DATA EXCERPTS =
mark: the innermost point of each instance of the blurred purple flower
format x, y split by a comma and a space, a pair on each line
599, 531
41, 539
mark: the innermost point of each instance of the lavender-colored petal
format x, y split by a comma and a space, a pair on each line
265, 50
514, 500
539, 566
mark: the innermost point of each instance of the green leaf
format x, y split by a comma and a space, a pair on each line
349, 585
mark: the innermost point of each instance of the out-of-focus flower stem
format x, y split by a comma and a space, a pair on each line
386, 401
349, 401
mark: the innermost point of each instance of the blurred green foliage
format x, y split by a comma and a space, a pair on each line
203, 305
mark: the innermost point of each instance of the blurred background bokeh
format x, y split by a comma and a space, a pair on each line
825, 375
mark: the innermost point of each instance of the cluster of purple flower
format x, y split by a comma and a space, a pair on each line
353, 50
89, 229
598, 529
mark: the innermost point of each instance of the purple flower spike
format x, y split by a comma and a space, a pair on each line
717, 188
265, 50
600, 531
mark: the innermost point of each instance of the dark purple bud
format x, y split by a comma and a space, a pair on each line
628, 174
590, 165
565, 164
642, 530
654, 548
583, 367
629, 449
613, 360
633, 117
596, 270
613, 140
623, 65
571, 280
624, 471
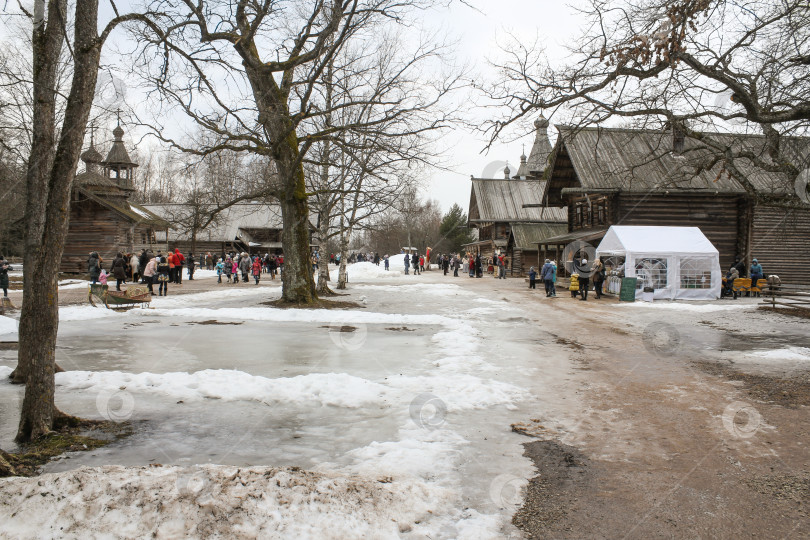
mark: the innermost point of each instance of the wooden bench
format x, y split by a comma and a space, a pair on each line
793, 296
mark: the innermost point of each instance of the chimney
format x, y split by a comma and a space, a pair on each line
678, 138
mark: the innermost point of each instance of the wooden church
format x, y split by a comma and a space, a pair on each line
102, 218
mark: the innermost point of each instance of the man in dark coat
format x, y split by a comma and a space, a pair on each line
119, 271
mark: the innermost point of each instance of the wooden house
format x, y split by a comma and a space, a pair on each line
102, 218
507, 212
607, 176
253, 227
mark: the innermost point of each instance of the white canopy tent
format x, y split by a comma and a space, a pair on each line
679, 263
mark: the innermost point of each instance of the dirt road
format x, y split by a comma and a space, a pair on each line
685, 433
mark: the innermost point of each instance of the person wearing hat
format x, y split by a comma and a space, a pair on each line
532, 278
547, 274
584, 279
4, 268
756, 272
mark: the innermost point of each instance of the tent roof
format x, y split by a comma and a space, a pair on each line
639, 239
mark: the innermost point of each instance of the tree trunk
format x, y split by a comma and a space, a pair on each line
297, 280
323, 266
5, 467
47, 209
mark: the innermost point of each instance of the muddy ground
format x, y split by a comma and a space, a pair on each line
683, 434
684, 437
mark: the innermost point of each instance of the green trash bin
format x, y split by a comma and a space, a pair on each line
628, 290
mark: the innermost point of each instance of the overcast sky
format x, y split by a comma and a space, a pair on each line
480, 32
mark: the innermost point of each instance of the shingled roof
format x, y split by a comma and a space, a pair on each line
510, 200
643, 161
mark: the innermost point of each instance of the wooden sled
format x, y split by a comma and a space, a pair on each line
125, 299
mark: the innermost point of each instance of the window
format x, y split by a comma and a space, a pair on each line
651, 273
696, 274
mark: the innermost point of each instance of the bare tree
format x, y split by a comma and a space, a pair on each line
271, 58
694, 66
51, 168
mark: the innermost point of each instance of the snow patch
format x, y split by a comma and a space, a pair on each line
175, 502
794, 354
334, 389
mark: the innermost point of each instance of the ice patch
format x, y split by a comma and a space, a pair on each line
795, 354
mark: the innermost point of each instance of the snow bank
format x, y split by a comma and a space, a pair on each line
209, 502
366, 270
335, 389
460, 392
684, 306
8, 325
793, 354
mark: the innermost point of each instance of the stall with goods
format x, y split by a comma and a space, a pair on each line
675, 263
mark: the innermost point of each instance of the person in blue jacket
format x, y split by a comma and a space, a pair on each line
547, 273
756, 272
532, 278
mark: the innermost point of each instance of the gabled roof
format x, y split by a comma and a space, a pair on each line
527, 235
510, 200
131, 211
233, 222
642, 161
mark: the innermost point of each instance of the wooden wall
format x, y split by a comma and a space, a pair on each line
94, 227
781, 242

WHAT TO PRODUCE =
Set down all the data again exactly as above, pictures excluded.

RESULT OF THE EXERCISE =
mark: the innermost point of each instance of the blurred purple flower
format x, y split by a comma and a space, a pair on each line
599, 531
41, 539
mark: the innermost point of each instance of the lavender-colored petal
format x, y split by a comma and a space, a pair on each line
265, 50
514, 500
539, 566
mark: the innermost point of each instance of the green leaf
format x, y split by a comma and a space, a pair on each line
349, 585
mark: the innermost point of each instance of the out-of-focus flower stem
format x, y split by a comma and a space, a pair on each line
386, 401
349, 401
mark: the innermost point of each instance of the blurred green foliage
format x, y split by a comma and a space, a pair on each line
203, 305
mark: the innermost point of each instance of the blurred background bokeh
format x, y split by a comma and a space, a pair on each line
825, 375
mark: the innermost point of each instance of the cluster of purple flower
format x, y split by a comma and a space, a pair on each line
353, 50
89, 229
598, 529
mark: the innermost point of each instance of the purple flower spike
format x, y split by a comma and a space, a pair on each line
717, 188
265, 50
600, 531
mark: the innermost point of each instance of the dark purple bud
format x, y split by a comma and a space, a pair on each line
628, 174
590, 165
565, 164
642, 530
654, 548
583, 367
629, 449
613, 360
633, 117
596, 270
613, 140
623, 65
571, 280
624, 471
mark: the innermost point of each instance of the wooden bench
format x, y split by a comma and a space, a pair on each line
793, 296
mark: the innermost point of each instance of the chimney
format x, y split by a comma and a space, a pair on each line
678, 138
mark: the innermost point of each instance of the wooden church
format x, y split by a comma and a space, a pair on each line
102, 218
mark: the innermost point of each instance of the man in dark coat
format x, y split by a comma and a space, a pair on each line
119, 271
mark: the innermost point of each instance of the wooden house
format x, y split by a comma and a space, a pair on each line
102, 218
507, 212
607, 176
253, 227
mark: the innermost point of each instance of the white canopy tent
format x, y split by a comma and a space, a pair on each line
679, 263
mark: the innermost point of each instance of the dirt road
format x, y split by a comma and a space, a pair on each line
685, 433
mark: the innermost point of each instance of the person wearing hat
format x, y split by a comma and a space, a pair on each line
532, 278
547, 274
584, 279
4, 268
756, 272
mark: the innermost point of each instance of the tent roof
format x, y split by a comma and a space, a pair on each line
639, 239
mark: the innermost point of each instance of the tree trunk
format x, y split by a comma and a space, a pair on each line
297, 280
323, 266
5, 467
47, 209
mark: the innermost point of each instance of the muddy ground
format x, y split by a comma and a space, a pair on each line
683, 434
684, 437
mark: the innermost point of each instance of the green trash bin
format x, y split by a comma and a space, a pair on each line
628, 290
mark: the innermost point of each instance of the overcast sky
format x, y split by a comma and a space, a pair on each line
480, 32
mark: the innermost point of each instance of the shingled roof
format x, y split by a comma and a space, a pair on each line
510, 200
643, 161
mark: the innermost point of each instance of the wooden sled
format x, y split by a comma and a space, a pair on each line
125, 299
mark: the innermost point of each instance of the window
format x, y split by a comma and a space, a pair on each line
651, 273
696, 274
mark: the innermost point of each instance of the bare tree
format x, y split by a comma and a space, a pair on each line
271, 58
694, 66
51, 168
mark: the innermost point of each instance of the snow patch
format x, y split by a comma and a space, a pair on each line
175, 502
794, 354
334, 389
mark: the innermost point of each instance of the ice patch
format x, y split by a comma and a space, a pair on each line
795, 354
mark: the innermost point of each instance of the snow bank
format x, y split by a comma and a space, a pair on each line
209, 502
366, 270
335, 389
460, 392
684, 306
8, 325
793, 354
mark: the innermost point of each instance of the stall with goods
format x, y split by a comma and a space, a pair on each line
675, 263
mark: the innermost point of each instance of the person in blue jacket
format x, y split by a comma and a space, a pair on each line
547, 273
756, 272
532, 278
mark: the innermost point of each instance of the gabled roof
format x, y split by a comma and a space, a pair on each line
527, 235
510, 200
131, 211
233, 222
642, 161
mark: the innermost point of each instance of the wooden wall
format x, y split by a comma and a space, a pair on each line
94, 227
781, 242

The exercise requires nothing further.